- _Problem to work on_
Rewrite the entries, changing "low shrub" to "small bush" wherever it occurs and leaving everything else as it is.

- _Exercise inputs_
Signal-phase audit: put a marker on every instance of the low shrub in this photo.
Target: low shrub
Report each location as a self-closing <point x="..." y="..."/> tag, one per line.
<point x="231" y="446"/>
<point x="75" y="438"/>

- _Answer for this exercise_
Signal-phase audit: put a marker on every instance of the small bush in this photo.
Target: small bush
Report each location as a self-closing <point x="..." y="..."/> tag, one per line.
<point x="231" y="446"/>
<point x="75" y="438"/>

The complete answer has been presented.